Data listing
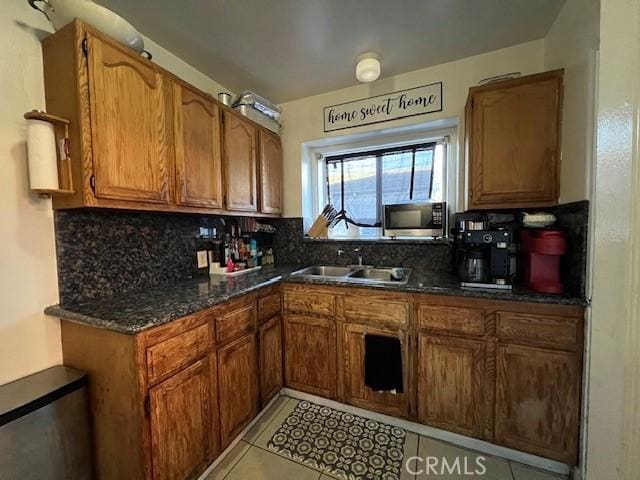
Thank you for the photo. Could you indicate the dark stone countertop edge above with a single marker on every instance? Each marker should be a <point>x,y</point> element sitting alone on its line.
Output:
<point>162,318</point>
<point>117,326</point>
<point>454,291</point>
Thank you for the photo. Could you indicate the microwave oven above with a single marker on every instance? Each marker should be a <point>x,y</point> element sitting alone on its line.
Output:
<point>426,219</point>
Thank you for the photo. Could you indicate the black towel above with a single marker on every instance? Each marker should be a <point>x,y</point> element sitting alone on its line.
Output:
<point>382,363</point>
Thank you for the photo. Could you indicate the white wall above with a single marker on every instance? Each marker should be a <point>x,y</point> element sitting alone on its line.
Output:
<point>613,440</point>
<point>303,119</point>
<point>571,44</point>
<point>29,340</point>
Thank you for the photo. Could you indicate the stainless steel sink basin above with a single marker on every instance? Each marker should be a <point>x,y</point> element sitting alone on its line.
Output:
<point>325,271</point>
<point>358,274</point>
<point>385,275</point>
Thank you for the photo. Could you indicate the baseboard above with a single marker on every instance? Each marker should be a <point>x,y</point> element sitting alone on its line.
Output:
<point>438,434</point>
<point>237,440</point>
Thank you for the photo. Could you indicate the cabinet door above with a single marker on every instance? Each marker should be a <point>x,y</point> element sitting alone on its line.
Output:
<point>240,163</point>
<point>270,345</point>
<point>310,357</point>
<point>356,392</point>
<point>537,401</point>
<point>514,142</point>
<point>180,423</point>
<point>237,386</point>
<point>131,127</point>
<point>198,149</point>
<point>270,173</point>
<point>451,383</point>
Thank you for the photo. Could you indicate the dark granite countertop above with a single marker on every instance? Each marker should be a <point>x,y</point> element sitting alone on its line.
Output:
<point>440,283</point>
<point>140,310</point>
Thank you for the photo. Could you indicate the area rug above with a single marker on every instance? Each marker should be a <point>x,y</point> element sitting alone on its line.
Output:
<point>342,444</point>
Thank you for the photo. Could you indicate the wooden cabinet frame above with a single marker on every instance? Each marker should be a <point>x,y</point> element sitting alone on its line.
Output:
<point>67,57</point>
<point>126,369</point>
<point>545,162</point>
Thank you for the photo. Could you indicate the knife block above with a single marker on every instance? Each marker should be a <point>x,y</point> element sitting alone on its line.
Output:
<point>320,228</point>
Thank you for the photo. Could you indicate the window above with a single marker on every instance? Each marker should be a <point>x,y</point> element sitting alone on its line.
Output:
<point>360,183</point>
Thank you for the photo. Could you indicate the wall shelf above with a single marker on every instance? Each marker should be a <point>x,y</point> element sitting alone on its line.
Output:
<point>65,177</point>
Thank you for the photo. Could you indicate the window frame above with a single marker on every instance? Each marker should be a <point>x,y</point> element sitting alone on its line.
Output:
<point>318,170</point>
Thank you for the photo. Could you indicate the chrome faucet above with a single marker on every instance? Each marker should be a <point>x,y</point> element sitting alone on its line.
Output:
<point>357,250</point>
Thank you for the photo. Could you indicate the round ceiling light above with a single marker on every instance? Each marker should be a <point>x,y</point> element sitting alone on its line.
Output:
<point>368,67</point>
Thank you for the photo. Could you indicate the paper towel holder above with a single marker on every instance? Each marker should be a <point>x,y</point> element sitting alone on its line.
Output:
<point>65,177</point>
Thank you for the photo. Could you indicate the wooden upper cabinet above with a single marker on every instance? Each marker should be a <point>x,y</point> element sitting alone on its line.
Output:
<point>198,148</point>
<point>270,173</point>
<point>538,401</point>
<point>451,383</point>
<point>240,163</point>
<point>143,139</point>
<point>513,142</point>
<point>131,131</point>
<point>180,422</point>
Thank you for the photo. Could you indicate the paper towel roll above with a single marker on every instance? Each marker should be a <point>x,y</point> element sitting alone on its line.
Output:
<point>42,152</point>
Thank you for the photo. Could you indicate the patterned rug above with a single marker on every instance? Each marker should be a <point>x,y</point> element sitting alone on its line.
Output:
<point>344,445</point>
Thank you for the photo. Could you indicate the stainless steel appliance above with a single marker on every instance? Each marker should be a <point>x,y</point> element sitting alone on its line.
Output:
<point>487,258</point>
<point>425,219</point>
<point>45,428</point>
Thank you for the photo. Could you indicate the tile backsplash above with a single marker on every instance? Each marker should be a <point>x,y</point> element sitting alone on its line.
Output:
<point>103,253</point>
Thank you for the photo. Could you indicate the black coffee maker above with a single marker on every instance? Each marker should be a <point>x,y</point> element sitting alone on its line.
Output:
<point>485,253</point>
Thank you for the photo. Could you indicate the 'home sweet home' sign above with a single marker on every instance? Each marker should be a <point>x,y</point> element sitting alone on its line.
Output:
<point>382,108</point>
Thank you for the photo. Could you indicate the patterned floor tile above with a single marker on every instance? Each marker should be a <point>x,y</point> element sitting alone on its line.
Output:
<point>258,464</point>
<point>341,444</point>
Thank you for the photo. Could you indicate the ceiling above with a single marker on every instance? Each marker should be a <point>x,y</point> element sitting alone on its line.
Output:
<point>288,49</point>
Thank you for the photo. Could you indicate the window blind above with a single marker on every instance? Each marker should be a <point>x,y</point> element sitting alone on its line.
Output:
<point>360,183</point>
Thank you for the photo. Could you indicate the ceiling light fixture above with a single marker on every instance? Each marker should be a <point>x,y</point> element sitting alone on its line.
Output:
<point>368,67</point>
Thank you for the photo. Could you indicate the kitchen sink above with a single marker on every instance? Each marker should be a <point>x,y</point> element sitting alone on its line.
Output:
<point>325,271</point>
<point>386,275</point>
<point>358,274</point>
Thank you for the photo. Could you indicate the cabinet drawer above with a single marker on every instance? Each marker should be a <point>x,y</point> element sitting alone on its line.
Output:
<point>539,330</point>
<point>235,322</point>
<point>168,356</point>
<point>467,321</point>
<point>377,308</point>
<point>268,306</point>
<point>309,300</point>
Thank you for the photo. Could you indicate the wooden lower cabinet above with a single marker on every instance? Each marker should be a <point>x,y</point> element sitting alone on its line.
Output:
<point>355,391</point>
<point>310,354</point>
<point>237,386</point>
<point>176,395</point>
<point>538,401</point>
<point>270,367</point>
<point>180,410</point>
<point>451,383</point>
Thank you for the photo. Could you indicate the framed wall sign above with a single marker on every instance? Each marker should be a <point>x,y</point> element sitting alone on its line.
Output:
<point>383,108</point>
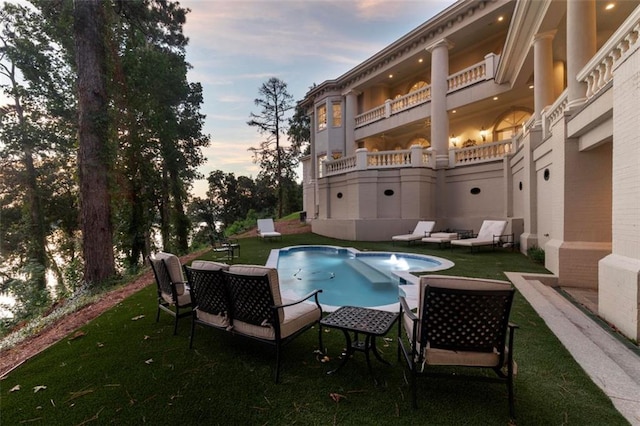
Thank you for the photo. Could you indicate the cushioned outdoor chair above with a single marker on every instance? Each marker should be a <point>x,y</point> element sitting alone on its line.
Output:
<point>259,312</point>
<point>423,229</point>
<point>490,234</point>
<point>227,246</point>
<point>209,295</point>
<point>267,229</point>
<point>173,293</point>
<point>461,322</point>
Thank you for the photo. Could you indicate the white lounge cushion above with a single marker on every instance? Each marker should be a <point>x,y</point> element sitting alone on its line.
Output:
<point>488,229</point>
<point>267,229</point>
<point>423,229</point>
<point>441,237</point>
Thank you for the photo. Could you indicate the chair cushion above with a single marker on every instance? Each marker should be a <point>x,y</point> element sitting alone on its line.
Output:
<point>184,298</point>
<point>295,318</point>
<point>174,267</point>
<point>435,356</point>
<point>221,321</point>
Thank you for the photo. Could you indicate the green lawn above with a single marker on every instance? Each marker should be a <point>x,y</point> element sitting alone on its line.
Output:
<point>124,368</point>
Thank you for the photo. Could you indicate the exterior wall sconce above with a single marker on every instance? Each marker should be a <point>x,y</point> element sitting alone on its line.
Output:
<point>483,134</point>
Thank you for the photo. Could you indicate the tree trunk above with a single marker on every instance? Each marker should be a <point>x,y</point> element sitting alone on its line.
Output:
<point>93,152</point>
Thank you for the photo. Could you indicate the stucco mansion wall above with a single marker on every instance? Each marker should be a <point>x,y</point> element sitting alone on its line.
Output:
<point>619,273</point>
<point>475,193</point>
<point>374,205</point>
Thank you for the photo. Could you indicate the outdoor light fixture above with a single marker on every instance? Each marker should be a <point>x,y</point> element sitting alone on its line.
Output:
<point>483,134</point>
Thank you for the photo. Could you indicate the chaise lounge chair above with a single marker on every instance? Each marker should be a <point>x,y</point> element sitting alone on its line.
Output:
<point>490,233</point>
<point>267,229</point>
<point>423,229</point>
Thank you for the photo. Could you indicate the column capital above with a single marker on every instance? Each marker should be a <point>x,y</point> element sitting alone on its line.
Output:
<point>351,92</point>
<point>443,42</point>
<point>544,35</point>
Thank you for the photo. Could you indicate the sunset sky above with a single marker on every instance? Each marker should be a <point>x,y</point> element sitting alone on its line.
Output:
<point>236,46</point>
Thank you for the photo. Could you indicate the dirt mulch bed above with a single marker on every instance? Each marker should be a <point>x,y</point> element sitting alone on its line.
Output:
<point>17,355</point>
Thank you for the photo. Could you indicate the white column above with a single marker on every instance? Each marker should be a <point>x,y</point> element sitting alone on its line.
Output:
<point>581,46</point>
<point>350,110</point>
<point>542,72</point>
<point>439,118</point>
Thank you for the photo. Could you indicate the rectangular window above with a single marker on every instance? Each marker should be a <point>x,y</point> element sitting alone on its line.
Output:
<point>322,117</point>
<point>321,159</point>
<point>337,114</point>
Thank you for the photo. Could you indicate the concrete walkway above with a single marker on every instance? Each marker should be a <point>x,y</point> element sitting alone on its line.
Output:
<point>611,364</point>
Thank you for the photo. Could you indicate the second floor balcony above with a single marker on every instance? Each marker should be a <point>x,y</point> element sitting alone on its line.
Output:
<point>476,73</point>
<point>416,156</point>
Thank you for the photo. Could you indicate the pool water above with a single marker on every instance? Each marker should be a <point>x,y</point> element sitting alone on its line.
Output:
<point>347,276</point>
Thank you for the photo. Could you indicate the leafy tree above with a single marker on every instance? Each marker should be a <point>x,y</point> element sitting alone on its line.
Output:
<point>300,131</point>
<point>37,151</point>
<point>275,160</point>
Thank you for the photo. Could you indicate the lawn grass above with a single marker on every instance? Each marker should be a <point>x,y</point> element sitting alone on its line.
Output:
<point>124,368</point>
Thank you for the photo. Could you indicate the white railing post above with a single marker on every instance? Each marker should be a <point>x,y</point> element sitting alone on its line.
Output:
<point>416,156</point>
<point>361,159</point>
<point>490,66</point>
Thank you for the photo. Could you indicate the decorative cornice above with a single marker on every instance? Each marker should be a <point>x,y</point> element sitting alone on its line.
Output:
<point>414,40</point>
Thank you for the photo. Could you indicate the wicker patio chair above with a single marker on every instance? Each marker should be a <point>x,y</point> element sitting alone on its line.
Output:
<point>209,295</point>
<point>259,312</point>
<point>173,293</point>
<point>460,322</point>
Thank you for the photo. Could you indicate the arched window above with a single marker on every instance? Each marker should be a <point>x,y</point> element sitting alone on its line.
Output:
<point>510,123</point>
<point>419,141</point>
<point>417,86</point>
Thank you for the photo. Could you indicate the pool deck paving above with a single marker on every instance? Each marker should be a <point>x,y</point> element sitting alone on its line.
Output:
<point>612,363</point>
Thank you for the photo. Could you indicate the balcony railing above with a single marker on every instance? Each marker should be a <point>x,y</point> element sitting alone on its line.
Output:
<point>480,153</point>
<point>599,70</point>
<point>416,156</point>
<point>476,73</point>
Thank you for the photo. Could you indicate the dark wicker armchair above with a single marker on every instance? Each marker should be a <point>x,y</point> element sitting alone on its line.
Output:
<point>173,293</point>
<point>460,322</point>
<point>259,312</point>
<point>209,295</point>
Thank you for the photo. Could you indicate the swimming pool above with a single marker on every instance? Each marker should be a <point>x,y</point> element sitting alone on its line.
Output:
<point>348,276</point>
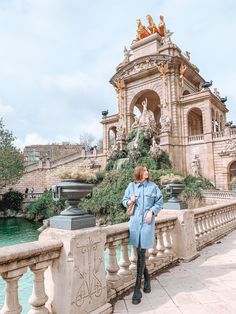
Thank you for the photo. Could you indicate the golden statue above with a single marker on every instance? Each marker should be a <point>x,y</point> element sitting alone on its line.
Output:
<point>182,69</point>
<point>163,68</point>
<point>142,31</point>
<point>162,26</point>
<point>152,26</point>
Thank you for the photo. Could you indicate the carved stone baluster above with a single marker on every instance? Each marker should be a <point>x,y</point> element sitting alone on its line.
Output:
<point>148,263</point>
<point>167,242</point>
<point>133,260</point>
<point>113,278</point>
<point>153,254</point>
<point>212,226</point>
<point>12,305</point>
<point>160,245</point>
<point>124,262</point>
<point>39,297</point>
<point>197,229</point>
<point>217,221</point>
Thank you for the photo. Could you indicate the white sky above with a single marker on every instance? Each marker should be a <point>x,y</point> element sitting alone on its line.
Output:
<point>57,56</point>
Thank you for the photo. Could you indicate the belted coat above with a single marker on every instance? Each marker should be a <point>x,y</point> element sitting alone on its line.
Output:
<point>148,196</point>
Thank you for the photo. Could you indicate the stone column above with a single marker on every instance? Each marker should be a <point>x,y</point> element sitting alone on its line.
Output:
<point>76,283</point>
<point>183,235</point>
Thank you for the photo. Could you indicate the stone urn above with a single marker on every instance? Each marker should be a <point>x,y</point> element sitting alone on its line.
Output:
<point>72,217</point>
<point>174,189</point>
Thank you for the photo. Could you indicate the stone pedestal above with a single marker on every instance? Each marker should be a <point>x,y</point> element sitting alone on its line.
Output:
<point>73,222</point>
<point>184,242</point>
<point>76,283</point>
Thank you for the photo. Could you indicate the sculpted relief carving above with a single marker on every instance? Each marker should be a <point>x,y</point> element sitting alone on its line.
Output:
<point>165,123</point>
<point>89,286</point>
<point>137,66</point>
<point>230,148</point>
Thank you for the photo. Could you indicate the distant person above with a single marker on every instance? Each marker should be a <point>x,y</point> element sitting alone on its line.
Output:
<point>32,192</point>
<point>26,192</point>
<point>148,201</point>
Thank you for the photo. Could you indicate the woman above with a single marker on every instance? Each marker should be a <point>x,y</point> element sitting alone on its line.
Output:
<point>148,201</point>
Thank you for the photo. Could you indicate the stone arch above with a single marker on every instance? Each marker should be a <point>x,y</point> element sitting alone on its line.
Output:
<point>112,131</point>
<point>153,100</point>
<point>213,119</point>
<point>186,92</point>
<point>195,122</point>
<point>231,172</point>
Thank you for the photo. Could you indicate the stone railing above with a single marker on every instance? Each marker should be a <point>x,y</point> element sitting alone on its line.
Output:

• [GIVEN REQUEST]
Render the lines from the line with "Thank you for the photo. Could you indicate the cushioned" to the line with "<point>461,322</point>" as a numbered list, leaving out any blank lines.

• [EXERCISE RESULT]
1. Thank you for the photo. Could you indicate the cushioned outdoor chair above with a single marker on every instance? Each marker should be a <point>x,y</point> element sitting alone on its line.
2. Output:
3. <point>259,312</point>
4. <point>423,229</point>
5. <point>490,234</point>
6. <point>227,246</point>
7. <point>209,295</point>
8. <point>267,229</point>
9. <point>173,293</point>
10. <point>461,322</point>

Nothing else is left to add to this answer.